- DATA FOR THIS EXERCISE:
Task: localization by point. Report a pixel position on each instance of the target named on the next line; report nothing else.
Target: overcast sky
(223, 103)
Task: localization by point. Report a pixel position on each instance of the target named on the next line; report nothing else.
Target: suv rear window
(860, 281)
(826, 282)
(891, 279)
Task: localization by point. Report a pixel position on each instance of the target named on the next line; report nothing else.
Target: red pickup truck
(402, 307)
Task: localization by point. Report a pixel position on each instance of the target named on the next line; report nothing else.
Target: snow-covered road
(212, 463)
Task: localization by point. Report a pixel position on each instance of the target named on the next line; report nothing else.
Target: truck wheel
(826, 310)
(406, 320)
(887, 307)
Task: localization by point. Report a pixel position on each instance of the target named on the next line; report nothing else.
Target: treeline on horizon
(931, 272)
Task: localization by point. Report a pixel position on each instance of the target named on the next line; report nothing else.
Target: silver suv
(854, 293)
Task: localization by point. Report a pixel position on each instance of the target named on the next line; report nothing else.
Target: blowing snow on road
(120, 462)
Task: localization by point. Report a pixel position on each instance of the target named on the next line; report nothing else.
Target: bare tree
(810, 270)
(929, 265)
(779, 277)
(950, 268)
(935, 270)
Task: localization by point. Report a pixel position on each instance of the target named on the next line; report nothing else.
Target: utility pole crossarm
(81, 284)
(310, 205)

- WHAT THE TASK ASKS:
Beginning with the line that holds "Target: overcast sky" and ending with the last line of the material, retype each line exactly and output nothing else.

- RESULT OF THE TASK:
Target: overcast sky
(223, 103)
Task: localization by point. Report a pixel position on each instance of the target named on the next line; report nothing else.
Target: suv rear window
(860, 281)
(826, 282)
(891, 279)
Task: localization by point. Report a pixel position on each instance of the target named on the next line; report nothing else.
Target: red pickup truck
(402, 307)
Task: localization by point. Report a pixel position on each instance of the target named on the next line; report nothing else.
Target: snow-covered road
(212, 463)
Task: localization by point. Report a pixel position on each instance of the target named on the next line; report nothing else.
Target: truck wheel
(826, 310)
(406, 320)
(887, 307)
Task: localization by point. Report a pixel position on each instance of the target named on the next line; report nothing else.
Target: treeline on horizon
(931, 272)
Task: localization by point. Report a pixel position on each instance of the target named on the next line; report nothing else.
Target: silver suv
(854, 293)
Task: localization by point. Report a pixel position on each instance of the target named on the next line; report nothing else.
Target: blowing snow on road
(120, 462)
Task: localization by point. Report a pixel position on each instance of the target named on the next line; report nothing else.
Target: bare tree
(810, 270)
(929, 265)
(779, 277)
(950, 268)
(935, 270)
Task: localization by point. Report a pixel position on each instance of the target named on the next line; report nothing else.
Target: utility pole crossarm
(81, 284)
(310, 205)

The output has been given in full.